_CONSIGNE 1_
Quels délais de paiement exprimés en nombre de jours le texte sur les délais de paiement mentionne-t-il ?
_CONSIGNE 2_
Reproduisez le texte sur les délais de paiement en commençant à « Délais de paiement (AN) » et en terminant à « par le Gouvernement. ».

_PASSAGE EXTRAIT_

____________

Délais de paiement (AN)

12/06/2008

L'Assemblée Nationale a adopté l'article 6 du projet LME relatif à la réduction des délais de paiement interentreprises en apportant quelques aménagements au texte déposé par le Gouvernement.

Nous vous présentons ci-après l'essentiel du dispositif retenu par les députés :

  • Plafonnement des délais de paiement contractuels. Aujourd'hui, sauf pour le secteur des denrées alimentaires et celui des transports, les parties peuvent décider librement de leurs délais de paiement, la seule limite étant que le délai convenu ne soit pas constitutif d'une pratique discriminatoire. En l'absence de dispositions contractuelles, un délai maximal de règlement est fixé au 30ème jour suivant la date de réception des marchandises ou d'exécution de la prestation demandée (art. L. 441-6, al. 8 C. com.). En pratique ce délai supplétif de 30 jours a rarement l'occasion de s'appliquer, les CGV - ou, plus souvent, les CGA - prévoyant des délais conventionnels plus longs préjudiciables à la compétitivité des entreprises. Pour y remédier les délais contractuels seraient plafonnés, pour les contrats conclus à compter du 1er janvier 2009, à 45 jours fin de mois ou 60 jours à compter de la date d'émission de la facture (date de réception des marchandises pour les importations dans les DOM) (art. 6 § I 1°, § IV et § VI nouveau LME). Ce plafond s'appliquerait également, dans le cas des commandes dites "ouvertes" (absence d'engagement ferme du donneur d'ordre sur la quantité de produits ou sur l'échéancier des prestations ou des livraisons), aux appels de commandes postérieurs au 1er janvier 2009 (art. 6 § V nouveau).

____________

_MATÉRIEL PRÉSENTÉ_
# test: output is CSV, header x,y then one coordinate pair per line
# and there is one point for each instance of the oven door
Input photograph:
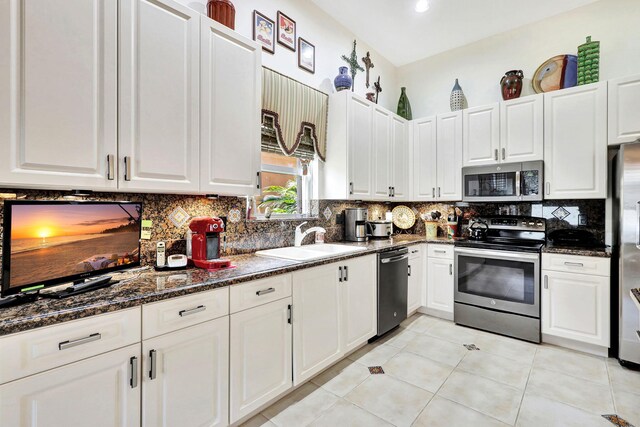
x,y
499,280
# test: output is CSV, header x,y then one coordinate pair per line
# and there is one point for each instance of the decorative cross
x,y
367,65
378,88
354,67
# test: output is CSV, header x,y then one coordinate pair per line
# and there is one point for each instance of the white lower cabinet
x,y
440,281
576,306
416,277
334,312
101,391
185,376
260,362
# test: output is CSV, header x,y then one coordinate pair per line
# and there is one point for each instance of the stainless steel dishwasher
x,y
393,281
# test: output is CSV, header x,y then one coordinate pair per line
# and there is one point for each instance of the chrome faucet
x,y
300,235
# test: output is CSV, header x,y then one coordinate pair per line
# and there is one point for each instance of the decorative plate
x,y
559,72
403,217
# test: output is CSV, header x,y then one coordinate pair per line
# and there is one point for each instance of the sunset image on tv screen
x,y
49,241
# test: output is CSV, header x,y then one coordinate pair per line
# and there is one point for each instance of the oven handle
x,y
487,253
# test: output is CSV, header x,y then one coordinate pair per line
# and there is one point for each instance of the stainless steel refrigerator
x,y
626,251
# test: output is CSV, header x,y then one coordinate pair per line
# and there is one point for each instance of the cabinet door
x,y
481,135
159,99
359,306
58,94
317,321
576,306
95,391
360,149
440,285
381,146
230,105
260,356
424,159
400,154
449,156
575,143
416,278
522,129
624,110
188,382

____________

_RÉSULTAT DE L'EXERCICE 1_
- 30 jours suivant la date de réception des marchandises ou d'exécution de la prestation demandée (délai supplétif)
- 45 jours fin de mois
- 60 jours à compter de la date d'émission de la facture

_RÉSULTAT DE L'EXERCICE 2_
Délais de paiement (AN)

12/06/2008

L'Assemblée Nationale a adopté l'article 6 du projet LME relatif à la réduction des délais de paiement interentreprises en apportant quelques aménagements au texte déposé par le Gouvernement.